- Problem details
Can you render all of the material below as a Markdown table with the columns Row and Line, one numbered row per line, skipping blank lines and leaving the pictures out?

※ ※ ※

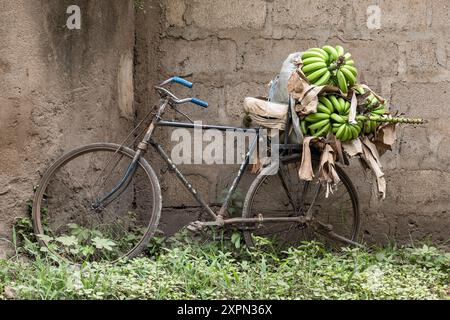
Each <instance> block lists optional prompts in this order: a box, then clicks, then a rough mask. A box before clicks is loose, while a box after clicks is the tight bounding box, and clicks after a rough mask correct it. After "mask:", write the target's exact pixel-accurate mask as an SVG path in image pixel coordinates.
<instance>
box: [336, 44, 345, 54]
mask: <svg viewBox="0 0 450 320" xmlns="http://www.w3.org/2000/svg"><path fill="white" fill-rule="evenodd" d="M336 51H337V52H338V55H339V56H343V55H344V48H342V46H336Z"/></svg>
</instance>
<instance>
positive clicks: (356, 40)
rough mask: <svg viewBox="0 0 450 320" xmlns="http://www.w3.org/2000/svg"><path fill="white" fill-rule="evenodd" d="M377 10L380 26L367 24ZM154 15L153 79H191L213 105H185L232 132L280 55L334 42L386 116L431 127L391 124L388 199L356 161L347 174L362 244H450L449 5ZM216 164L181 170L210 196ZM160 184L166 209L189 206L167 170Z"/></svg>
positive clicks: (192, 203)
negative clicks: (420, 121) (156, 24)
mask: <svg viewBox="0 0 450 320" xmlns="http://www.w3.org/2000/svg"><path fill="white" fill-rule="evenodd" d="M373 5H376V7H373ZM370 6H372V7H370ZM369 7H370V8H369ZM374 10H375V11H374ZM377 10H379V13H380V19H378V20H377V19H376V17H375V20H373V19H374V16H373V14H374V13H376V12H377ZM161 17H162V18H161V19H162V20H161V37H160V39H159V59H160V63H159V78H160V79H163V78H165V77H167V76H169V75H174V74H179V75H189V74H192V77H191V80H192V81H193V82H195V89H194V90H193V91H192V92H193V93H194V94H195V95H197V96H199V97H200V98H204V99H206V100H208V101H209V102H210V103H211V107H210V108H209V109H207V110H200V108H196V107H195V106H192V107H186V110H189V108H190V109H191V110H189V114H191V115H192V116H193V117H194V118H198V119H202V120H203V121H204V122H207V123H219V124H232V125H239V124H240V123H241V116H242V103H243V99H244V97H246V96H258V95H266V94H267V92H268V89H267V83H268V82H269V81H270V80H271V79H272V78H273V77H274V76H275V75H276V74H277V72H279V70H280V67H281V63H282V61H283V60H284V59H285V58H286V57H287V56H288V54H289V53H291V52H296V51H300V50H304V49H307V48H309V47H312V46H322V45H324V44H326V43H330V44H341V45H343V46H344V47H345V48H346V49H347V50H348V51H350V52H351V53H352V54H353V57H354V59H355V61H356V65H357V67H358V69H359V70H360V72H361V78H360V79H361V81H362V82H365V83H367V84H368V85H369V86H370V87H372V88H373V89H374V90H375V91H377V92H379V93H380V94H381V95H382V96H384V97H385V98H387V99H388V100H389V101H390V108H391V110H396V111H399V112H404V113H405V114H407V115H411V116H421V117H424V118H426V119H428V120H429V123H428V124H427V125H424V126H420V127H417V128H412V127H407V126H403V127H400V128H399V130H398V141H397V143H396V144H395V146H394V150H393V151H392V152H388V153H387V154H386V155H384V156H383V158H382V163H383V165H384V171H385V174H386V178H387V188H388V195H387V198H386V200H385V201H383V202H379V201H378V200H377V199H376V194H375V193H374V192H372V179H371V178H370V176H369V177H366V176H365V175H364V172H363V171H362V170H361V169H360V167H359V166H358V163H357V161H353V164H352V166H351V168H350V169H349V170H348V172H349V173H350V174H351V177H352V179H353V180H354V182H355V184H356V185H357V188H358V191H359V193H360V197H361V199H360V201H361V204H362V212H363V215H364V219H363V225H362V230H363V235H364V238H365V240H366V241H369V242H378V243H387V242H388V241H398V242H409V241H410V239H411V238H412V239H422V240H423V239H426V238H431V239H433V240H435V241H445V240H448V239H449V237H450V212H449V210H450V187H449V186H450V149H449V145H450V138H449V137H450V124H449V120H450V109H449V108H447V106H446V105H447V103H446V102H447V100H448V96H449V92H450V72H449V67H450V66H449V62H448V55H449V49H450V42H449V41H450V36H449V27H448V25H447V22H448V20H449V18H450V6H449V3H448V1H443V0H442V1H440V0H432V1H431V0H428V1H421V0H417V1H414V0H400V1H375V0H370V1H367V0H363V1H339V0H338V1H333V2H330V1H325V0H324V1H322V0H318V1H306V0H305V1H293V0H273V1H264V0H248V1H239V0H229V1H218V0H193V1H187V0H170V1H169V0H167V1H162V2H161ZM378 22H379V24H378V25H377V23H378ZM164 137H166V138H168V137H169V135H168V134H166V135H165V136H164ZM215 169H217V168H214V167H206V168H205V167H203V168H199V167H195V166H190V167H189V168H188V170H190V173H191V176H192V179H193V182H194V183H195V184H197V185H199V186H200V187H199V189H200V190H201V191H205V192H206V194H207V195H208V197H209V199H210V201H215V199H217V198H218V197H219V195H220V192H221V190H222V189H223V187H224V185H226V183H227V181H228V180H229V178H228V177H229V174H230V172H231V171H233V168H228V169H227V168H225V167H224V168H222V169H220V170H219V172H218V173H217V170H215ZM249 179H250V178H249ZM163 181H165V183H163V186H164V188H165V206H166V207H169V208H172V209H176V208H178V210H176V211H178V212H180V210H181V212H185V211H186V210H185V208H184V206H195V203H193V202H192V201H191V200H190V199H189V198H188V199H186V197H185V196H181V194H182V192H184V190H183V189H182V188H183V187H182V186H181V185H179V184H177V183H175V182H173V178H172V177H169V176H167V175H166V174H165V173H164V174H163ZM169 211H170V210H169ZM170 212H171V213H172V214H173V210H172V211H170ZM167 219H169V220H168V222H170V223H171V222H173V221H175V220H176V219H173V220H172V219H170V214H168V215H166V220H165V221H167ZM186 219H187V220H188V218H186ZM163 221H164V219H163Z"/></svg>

※ ※ ※

- Output for this exercise
| Row | Line |
|---|---|
| 1 | Each <instance> block lists optional prompts in this order: a box, then clicks, then a rough mask. A box before clicks is loose, while a box after clicks is the tight bounding box, and clicks after a rough mask correct it. After "mask:", write the target's exact pixel-accurate mask as an SVG path in image pixel coordinates. |
| 2 | <instance> |
| 3 | box: [336, 44, 345, 54] |
| 4 | mask: <svg viewBox="0 0 450 320" xmlns="http://www.w3.org/2000/svg"><path fill="white" fill-rule="evenodd" d="M336 51H337V52H338V55H339V56H343V55H344V48H342V46H336Z"/></svg> |
| 5 | </instance> |
| 6 | <instance> |
| 7 | positive clicks: (356, 40) |
| 8 | rough mask: <svg viewBox="0 0 450 320" xmlns="http://www.w3.org/2000/svg"><path fill="white" fill-rule="evenodd" d="M377 10L380 26L367 24ZM154 15L153 79H191L213 105H185L232 132L280 55L334 42L386 116L431 127L391 124L388 199L356 161L347 174L362 244H450L449 5ZM216 164L181 170L210 196ZM160 184L166 209L189 206L167 170Z"/></svg> |
| 9 | positive clicks: (192, 203) |
| 10 | negative clicks: (420, 121) (156, 24) |
| 11 | mask: <svg viewBox="0 0 450 320" xmlns="http://www.w3.org/2000/svg"><path fill="white" fill-rule="evenodd" d="M373 5H376V7H373ZM370 6H372V7H370ZM369 7H370V8H369ZM374 10H375V11H374ZM377 10H379V13H380V19H378V20H377V19H376V17H375V20H373V19H374V16H373V14H374V13H376V12H377ZM161 17H162V18H161V19H162V20H161V37H160V39H159V59H160V63H159V78H160V79H163V78H165V77H167V76H169V75H174V74H179V75H189V74H192V77H191V80H192V81H193V82H195V89H194V90H193V91H192V92H193V93H194V94H195V95H197V96H199V97H200V98H204V99H206V100H208V101H209V102H210V103H211V107H210V108H209V109H207V110H200V108H196V107H195V106H192V107H186V110H189V108H190V109H191V110H189V114H191V115H192V116H193V117H194V118H198V119H202V120H203V121H204V122H207V123H219V124H232V125H239V124H240V123H241V116H242V103H243V99H244V97H246V96H258V95H266V94H267V92H268V89H267V83H268V82H269V81H270V80H271V79H272V78H273V77H274V76H275V75H276V74H277V72H279V70H280V67H281V63H282V61H283V60H284V59H285V58H286V57H287V56H288V54H289V53H291V52H296V51H300V50H304V49H307V48H309V47H312V46H322V45H324V44H326V43H330V44H341V45H343V46H344V47H345V48H346V49H347V50H348V51H350V52H351V53H352V54H353V57H354V59H355V61H356V65H357V67H358V69H359V70H360V72H361V78H360V79H361V81H362V82H365V83H367V84H368V85H369V86H370V87H372V88H373V89H374V90H375V91H377V92H379V93H380V94H381V95H382V96H384V97H385V98H387V99H388V100H389V101H390V108H391V110H396V111H399V112H404V113H405V114H407V115H411V116H421V117H424V118H426V119H428V120H429V123H428V124H427V125H424V126H420V127H417V128H412V127H407V126H403V127H400V128H399V130H398V141H397V143H396V144H395V146H394V150H393V151H392V152H388V153H387V154H386V155H384V156H383V158H382V163H383V165H384V171H385V174H386V178H387V188H388V195H387V198H386V200H385V201H383V202H379V201H378V200H377V199H376V194H375V193H374V192H372V179H371V178H370V176H369V177H366V176H365V175H364V172H363V171H362V170H361V169H360V167H359V166H358V163H357V161H353V164H352V166H351V168H350V169H349V170H348V172H349V173H350V174H351V177H352V179H353V180H354V182H355V184H356V185H357V188H358V191H359V193H360V197H361V199H360V201H361V204H362V212H363V215H364V219H363V225H362V230H363V235H364V238H365V240H366V241H369V242H378V243H387V242H388V241H398V242H409V241H410V239H411V238H412V239H422V240H423V239H426V238H431V239H433V240H435V241H445V240H448V239H449V237H450V212H449V210H450V187H449V186H450V149H449V145H450V138H449V137H450V124H449V120H450V109H449V108H447V106H446V105H447V103H446V102H447V100H448V96H449V92H450V72H449V67H450V66H449V62H448V55H449V49H450V42H449V41H450V36H449V27H448V25H447V22H448V20H449V18H450V6H449V3H448V1H443V0H442V1H440V0H432V1H431V0H428V1H421V0H417V1H414V0H400V1H375V0H370V1H367V0H363V1H339V0H338V1H333V2H330V1H325V0H324V1H322V0H318V1H306V0H305V1H293V0H273V1H264V0H248V1H239V0H229V1H218V0H193V1H187V0H170V1H169V0H167V1H162V2H161ZM378 22H379V24H378V25H377V23H378ZM164 137H166V138H168V137H169V135H168V134H166V135H165V136H164ZM215 169H217V168H214V167H206V168H205V167H203V168H199V167H195V166H190V167H189V168H188V170H190V173H191V176H192V179H193V182H194V183H195V184H197V185H199V186H200V187H199V189H200V190H201V191H205V192H206V194H207V195H208V197H209V199H210V201H215V199H217V198H218V197H219V195H220V192H221V190H222V189H223V187H224V185H226V183H227V181H228V180H229V178H228V177H229V174H230V172H231V171H233V168H228V169H227V168H225V167H224V168H222V169H220V170H219V172H218V173H217V170H215ZM249 179H250V178H249ZM163 181H165V183H163V186H164V188H165V206H166V207H169V208H172V209H176V208H178V210H176V211H178V212H180V210H181V212H185V211H186V210H185V208H184V206H195V203H193V202H192V201H191V200H190V199H189V198H188V199H186V197H185V196H181V194H182V192H184V190H183V189H182V188H183V187H182V186H181V185H179V184H177V183H175V182H173V178H172V177H169V176H167V175H166V174H165V173H164V174H163ZM169 211H170V210H169ZM170 212H171V213H172V214H173V210H172V211H170ZM167 219H169V220H168V222H170V223H171V222H173V221H175V220H176V219H173V220H172V219H170V214H168V215H166V220H165V221H167ZM186 219H187V220H188V218H186ZM163 221H164V219H163Z"/></svg> |